> _WHAT IS EXPECTED_:
Exact reproduction of every record is required, and pictures are to be excluded.

(Point localization data)
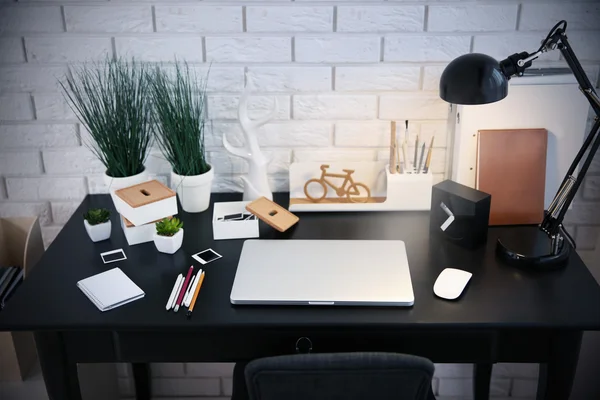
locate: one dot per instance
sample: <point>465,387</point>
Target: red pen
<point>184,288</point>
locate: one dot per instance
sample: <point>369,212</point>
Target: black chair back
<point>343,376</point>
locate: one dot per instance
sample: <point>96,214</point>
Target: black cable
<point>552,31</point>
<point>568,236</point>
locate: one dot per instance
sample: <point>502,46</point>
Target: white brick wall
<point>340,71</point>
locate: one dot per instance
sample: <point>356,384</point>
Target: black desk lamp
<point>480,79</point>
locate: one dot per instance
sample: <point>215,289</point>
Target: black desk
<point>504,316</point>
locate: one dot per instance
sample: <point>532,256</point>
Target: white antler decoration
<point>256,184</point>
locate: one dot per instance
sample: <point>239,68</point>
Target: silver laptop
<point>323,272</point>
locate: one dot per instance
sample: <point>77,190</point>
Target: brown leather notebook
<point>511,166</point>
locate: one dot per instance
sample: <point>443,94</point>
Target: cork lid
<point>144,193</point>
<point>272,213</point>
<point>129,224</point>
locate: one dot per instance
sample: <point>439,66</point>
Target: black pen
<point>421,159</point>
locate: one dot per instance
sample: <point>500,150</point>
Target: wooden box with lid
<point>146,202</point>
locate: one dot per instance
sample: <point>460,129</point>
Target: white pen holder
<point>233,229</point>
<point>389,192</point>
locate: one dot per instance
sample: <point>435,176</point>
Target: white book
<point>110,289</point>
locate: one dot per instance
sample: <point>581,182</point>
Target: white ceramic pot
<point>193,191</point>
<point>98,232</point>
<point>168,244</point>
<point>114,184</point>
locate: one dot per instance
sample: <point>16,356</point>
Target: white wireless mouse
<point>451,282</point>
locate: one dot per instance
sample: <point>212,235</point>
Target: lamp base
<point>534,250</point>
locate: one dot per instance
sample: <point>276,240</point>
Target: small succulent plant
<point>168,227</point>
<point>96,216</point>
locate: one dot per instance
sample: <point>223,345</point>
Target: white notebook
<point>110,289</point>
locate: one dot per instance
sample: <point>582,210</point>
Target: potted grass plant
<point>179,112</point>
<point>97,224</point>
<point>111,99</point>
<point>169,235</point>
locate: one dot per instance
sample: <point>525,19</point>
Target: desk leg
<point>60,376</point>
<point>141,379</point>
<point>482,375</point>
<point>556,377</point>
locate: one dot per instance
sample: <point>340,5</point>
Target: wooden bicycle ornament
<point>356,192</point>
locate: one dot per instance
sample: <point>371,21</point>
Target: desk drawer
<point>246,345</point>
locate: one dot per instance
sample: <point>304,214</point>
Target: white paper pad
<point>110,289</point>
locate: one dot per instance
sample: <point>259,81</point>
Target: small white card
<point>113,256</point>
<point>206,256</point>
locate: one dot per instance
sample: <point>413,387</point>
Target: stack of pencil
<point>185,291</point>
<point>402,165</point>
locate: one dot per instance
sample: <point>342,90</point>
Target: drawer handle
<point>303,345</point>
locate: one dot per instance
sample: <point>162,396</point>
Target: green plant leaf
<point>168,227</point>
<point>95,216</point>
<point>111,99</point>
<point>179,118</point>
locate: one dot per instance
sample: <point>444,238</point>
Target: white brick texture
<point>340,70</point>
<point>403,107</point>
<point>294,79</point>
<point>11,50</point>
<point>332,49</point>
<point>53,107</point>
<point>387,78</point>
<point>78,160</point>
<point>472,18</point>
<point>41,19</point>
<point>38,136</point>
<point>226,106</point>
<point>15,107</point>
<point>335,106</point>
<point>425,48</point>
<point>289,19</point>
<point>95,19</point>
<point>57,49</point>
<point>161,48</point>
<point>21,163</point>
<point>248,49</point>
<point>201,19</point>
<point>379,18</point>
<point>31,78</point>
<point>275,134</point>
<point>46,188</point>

> _EXERCISE SOLUTION_:
locate: one dot per instance
sample: <point>465,387</point>
Target: red pen
<point>184,288</point>
locate: one dot per instance
sample: <point>369,212</point>
Target: black chair back
<point>343,376</point>
locate: one dot per instance
sample: <point>96,214</point>
Target: black cable
<point>552,31</point>
<point>568,236</point>
locate: one dot per instance
sample: <point>502,46</point>
Target: white brick wall
<point>340,71</point>
locate: one dot per instance
sample: <point>356,384</point>
Target: black desk lamp
<point>480,79</point>
locate: one dot per instance
sample: <point>215,289</point>
Target: black desk
<point>504,316</point>
locate: one dot per instance
sample: <point>532,256</point>
Target: white antler decoration
<point>256,184</point>
locate: one dot per instance
sample: <point>239,68</point>
Target: silver laptop
<point>323,272</point>
locate: one dot per instance
sample: <point>77,190</point>
Target: brown leather notebook
<point>511,166</point>
locate: one dot per instance
sample: <point>443,94</point>
Target: cork lid
<point>144,193</point>
<point>272,213</point>
<point>129,224</point>
locate: one dot per instance
sample: <point>439,66</point>
Target: black pen
<point>421,159</point>
locate: one dot per instance
sample: <point>500,150</point>
Target: wooden box with lid
<point>146,202</point>
locate: one dot per instance
sample: <point>460,129</point>
Target: white pen holder
<point>233,229</point>
<point>389,192</point>
locate: one dot per instance
sample: <point>435,176</point>
Target: white book
<point>110,289</point>
locate: one dot per instance
sample: <point>581,182</point>
Target: white ceramic pot
<point>193,191</point>
<point>98,232</point>
<point>168,244</point>
<point>114,184</point>
locate: one dot per instance
sample: <point>16,356</point>
Target: white wireless mouse
<point>451,282</point>
locate: one dot per instance
sample: <point>212,235</point>
Target: lamp base
<point>534,250</point>
locate: one dot per instance
sample: <point>276,240</point>
Target: small succulent plant
<point>168,227</point>
<point>96,216</point>
locate: one dot per instance
sample: <point>223,345</point>
Target: white notebook
<point>110,289</point>
locate: one dot per instance
sample: <point>582,210</point>
Target: potted grass plant
<point>179,112</point>
<point>97,224</point>
<point>111,99</point>
<point>169,235</point>
locate: one dot per instance
sample: <point>525,19</point>
Target: desk leg
<point>60,376</point>
<point>141,379</point>
<point>482,375</point>
<point>556,377</point>
locate: one dot per instance
sample: <point>340,5</point>
Target: wooden bicycle ornament
<point>356,192</point>
locate: one dot per instance
sample: <point>371,21</point>
Target: desk drawer
<point>246,345</point>
locate: one dot per instance
sample: <point>304,214</point>
Target: white paper pad
<point>110,289</point>
locate: one dot per instance
sample: <point>259,81</point>
Target: small white card
<point>113,256</point>
<point>206,256</point>
locate: one dot per instance
sample: <point>413,387</point>
Target: stack of pencil
<point>185,291</point>
<point>402,165</point>
locate: one dot per instance
sample: <point>342,90</point>
Target: drawer handle
<point>303,345</point>
locate: one dot per instance
sample: <point>162,396</point>
Target: green plant leaf
<point>168,227</point>
<point>95,216</point>
<point>111,99</point>
<point>179,118</point>
locate: one dot per instance
sample: <point>444,238</point>
Target: white brick texture
<point>340,70</point>
<point>403,107</point>
<point>294,79</point>
<point>11,50</point>
<point>332,49</point>
<point>53,107</point>
<point>387,78</point>
<point>78,160</point>
<point>472,18</point>
<point>41,19</point>
<point>38,136</point>
<point>226,106</point>
<point>15,107</point>
<point>335,106</point>
<point>425,48</point>
<point>289,19</point>
<point>95,19</point>
<point>57,49</point>
<point>161,48</point>
<point>21,163</point>
<point>248,49</point>
<point>201,19</point>
<point>379,18</point>
<point>31,78</point>
<point>275,134</point>
<point>46,188</point>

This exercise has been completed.